- [INFORMATION GIVEN]
--

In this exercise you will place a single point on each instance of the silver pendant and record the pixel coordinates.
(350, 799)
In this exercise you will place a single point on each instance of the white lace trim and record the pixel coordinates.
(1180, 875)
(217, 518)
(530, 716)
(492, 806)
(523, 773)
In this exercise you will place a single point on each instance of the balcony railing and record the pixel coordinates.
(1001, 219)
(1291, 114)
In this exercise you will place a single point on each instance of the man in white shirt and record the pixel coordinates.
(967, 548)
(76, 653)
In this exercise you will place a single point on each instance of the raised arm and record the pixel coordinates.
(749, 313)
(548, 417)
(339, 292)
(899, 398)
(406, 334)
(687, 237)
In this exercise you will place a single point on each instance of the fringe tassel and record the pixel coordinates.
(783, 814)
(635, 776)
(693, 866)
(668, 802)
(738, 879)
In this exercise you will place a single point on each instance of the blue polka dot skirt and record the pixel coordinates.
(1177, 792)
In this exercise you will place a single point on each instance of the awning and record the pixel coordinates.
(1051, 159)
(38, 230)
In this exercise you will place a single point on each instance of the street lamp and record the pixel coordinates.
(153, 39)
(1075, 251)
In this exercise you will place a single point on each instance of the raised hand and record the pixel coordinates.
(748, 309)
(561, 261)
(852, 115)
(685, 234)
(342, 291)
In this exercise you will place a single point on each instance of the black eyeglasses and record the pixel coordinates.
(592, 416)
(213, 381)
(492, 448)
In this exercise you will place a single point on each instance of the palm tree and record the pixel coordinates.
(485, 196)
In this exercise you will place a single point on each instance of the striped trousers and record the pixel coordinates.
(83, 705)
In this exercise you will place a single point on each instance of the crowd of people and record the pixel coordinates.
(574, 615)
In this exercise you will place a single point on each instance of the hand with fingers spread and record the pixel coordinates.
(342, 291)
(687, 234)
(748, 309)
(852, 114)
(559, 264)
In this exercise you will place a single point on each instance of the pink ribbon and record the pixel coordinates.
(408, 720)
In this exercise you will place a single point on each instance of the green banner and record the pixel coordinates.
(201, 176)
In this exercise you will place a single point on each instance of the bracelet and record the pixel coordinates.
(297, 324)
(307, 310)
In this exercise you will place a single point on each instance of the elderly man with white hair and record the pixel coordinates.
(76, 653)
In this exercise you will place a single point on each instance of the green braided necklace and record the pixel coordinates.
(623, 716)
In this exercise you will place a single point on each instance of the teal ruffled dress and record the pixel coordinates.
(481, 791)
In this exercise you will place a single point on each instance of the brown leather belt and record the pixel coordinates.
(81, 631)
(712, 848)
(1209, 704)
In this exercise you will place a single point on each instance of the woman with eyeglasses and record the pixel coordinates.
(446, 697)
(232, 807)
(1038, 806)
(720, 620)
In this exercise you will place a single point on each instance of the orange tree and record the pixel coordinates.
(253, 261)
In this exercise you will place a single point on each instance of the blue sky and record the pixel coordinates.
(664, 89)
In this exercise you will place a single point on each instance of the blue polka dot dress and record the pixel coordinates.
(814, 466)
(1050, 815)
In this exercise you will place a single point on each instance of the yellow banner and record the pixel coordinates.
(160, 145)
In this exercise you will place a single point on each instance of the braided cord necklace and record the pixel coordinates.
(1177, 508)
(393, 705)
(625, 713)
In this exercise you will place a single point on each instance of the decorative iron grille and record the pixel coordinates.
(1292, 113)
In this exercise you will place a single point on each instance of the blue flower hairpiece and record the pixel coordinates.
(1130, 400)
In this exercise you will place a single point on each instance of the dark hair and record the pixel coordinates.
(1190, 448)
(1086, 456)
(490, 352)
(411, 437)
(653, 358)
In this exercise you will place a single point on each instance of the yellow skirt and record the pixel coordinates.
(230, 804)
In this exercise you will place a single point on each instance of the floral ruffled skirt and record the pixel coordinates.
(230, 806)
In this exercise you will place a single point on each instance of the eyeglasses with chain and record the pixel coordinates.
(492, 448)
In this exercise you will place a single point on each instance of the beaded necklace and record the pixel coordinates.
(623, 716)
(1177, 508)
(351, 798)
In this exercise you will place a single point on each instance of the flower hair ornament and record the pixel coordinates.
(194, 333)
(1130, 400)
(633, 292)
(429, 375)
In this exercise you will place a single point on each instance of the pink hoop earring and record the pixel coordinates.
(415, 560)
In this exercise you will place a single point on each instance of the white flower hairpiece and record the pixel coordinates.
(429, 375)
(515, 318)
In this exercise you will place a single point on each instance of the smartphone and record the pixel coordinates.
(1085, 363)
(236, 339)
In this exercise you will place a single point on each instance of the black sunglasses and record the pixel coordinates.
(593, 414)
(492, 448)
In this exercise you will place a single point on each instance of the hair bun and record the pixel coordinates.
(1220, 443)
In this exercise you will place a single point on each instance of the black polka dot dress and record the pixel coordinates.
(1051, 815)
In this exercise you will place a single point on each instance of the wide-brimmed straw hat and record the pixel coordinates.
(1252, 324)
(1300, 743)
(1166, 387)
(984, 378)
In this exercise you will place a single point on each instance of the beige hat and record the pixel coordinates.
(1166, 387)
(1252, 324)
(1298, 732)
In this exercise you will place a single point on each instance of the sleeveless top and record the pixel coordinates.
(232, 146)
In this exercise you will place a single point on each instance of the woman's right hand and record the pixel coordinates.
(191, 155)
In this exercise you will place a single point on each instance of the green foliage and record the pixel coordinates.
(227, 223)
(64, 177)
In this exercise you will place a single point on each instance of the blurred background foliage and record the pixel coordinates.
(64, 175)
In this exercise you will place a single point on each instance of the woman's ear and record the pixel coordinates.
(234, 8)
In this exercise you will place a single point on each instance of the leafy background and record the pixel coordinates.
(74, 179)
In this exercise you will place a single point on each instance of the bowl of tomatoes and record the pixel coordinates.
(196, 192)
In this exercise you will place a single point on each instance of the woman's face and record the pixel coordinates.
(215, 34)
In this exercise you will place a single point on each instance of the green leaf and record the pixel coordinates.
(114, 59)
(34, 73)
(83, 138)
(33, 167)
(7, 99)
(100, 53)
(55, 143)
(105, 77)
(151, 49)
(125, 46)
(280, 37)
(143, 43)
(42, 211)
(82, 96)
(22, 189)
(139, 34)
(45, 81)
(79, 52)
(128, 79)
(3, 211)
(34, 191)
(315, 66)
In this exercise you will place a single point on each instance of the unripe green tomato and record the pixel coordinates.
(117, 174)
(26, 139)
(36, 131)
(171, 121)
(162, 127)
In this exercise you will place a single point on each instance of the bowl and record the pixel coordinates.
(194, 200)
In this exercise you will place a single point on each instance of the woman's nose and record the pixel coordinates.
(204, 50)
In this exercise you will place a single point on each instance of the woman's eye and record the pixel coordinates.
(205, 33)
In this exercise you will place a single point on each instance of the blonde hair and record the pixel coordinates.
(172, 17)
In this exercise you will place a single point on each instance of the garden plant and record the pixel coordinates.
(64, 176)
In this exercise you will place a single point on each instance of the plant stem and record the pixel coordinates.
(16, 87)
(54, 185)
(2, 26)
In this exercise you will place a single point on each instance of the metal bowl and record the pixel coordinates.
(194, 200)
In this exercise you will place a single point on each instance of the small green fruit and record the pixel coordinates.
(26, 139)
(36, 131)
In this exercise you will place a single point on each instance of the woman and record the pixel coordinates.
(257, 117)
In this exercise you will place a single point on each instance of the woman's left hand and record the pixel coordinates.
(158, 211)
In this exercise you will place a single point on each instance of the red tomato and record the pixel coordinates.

--

- [EXERCISE PROMPT] Rewrite everything in the data from the line containing "ornament and record the pixel coordinates." down to the line containing "(1220, 443)", both included. Keep every line as it stands except the point coordinates, which you multiply by 1.7 and round to whole numbers, with halves rounded up.

- [ANSWER IN FULL]
In this exercise you will place a single point on each instance of the flower hair ornament and record the pixel coordinates.
(330, 566)
(1921, 680)
(1076, 496)
(729, 638)
In this exercise you will place a single point on each instance of the pink hoop earring and record the pixel coordinates.
(706, 952)
In this exercise you will place a single point on each instance of the white flower hairpiece and record the pixel coordinates.
(729, 638)
(876, 541)
In this exercise you will place a single point on each instance of the smartphone and record the pixel coordinates.
(1845, 617)
(401, 576)
In this exercise you will place a single point on each instance of the black sunglasses and record the pixel coordinates.
(1008, 704)
(836, 762)
In this exercise you will place a single point on each instance of the hair bun and record the pixel coordinates.
(2074, 753)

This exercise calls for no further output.